◆ **TO BE DONE**: Can you copy the lines below word for word, leaving out the pictures?
● ● ● ●
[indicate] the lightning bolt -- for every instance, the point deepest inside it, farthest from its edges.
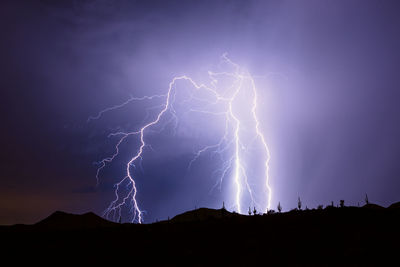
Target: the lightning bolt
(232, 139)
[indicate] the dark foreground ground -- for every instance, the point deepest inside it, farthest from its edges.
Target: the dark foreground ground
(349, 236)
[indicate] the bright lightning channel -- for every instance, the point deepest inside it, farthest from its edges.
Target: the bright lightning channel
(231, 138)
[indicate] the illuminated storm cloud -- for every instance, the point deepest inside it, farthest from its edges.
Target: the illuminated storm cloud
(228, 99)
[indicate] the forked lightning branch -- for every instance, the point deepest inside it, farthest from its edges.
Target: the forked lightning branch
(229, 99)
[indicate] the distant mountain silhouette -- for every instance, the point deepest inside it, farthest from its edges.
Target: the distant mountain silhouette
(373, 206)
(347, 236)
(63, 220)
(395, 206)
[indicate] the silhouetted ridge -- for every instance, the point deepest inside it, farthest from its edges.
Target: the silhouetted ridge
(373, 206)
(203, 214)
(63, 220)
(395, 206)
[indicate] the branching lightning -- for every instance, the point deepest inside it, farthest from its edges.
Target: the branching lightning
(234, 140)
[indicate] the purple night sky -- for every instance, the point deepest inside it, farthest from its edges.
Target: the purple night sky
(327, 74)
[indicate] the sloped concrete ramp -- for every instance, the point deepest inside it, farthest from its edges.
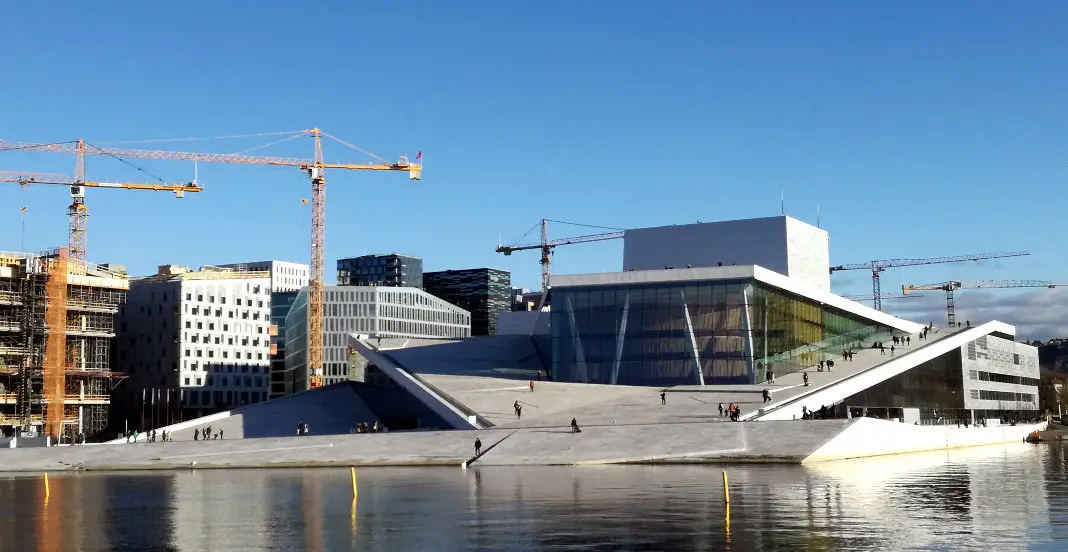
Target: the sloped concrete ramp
● ● ● ●
◆ **THE ANSWER**:
[indicate] the lightning bolt -- for every instance, the point deepest inside it, farthest from its edges.
Target: the lightning bolt
(232, 139)
[indicate] the dark foreground ground -- for every instance, the point deepest inside it, farthest from its edges.
Target: the dark foreground ground
(349, 236)
[indicate] the bright lightning channel -- for every instance, the point deepest inside it, farthest from its edges.
Target: the bright lightning channel
(231, 138)
[indicate] the illuminated storm cloud -- for every instance, the point deepest inside it, farthest from its edges.
Target: the illuminated storm cloud
(228, 99)
[indicate] the forked lightning branch -- for every instance, the point deepest inside it, farthest from its edges.
Target: the forked lightning branch
(229, 99)
[indicate] the distant mountain silhouette -- for every instance, the point deepest inside it, farthest from its edges.
Target: the distant mountain silhouette
(373, 206)
(347, 236)
(63, 220)
(395, 206)
[indicate] the silhouetted ridge -- for every instance, the point deepest inside it, farthest from its edges.
Target: the silhouetted ridge
(373, 206)
(203, 214)
(63, 220)
(395, 206)
[indicate] the branching lightning -- for every instance, the point deepest inside it, farthest from its edges.
Target: the branching lightning
(234, 140)
[indicate] the purple night sky -- for every instance, the point deepest inside it, farthest from its edges.
Target: the purple night sky
(327, 74)
[indicate] the sloped concrete ramp -- for every instance, the point deepest inside it, farthest from its edges.
Target: the sloped concrete ramp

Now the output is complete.